▶ _Esercizio assegnato_: Metti tutte le righe dei record qui sotto in un elenco numerato, saltando quelle vuote.

------------------------------------------------------------

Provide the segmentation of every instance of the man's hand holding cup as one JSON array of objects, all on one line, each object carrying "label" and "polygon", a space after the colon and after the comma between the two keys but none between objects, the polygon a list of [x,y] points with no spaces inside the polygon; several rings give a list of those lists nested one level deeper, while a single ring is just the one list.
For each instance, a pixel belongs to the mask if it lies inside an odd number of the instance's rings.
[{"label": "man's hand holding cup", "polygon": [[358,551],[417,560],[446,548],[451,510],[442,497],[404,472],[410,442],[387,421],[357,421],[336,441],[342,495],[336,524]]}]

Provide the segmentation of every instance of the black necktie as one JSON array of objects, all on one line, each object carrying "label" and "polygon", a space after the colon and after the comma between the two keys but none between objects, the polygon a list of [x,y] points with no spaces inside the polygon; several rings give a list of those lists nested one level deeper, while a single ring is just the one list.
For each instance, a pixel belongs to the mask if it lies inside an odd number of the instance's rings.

------------------------------------------------------------

▶ _Risultato_:
1. Provide the segmentation of every instance of the man's hand holding cup as one JSON array of objects, all on one line, each object carrying "label" and "polygon", a space after the colon and after the comma between the two keys but none between objects, the polygon a list of [x,y] points with no spaces inside the polygon; several rings give a list of those lists nested one level deeper, while a single ring is just the one list.
2. For each instance, a pixel belongs to the mask if it lies inside an odd number of the instance's rings.
3. [{"label": "man's hand holding cup", "polygon": [[358,551],[417,560],[446,548],[451,510],[442,497],[404,472],[410,442],[387,421],[357,421],[336,441],[342,495],[336,524]]}]
4. Provide the segmentation of every instance of the black necktie as one JSON array of objects, all on one line, each object carrying "label" and "polygon", a space after the colon and after the comma between the two keys but none between objects, the polygon a list of [x,y] points with no spaces inside the polygon; several rings give a list of those lists nested one level deeper, while a single ring is just the one list.
5. For each instance, a pixel belongs to the mask if it lies inside an odd number of the instance's rings.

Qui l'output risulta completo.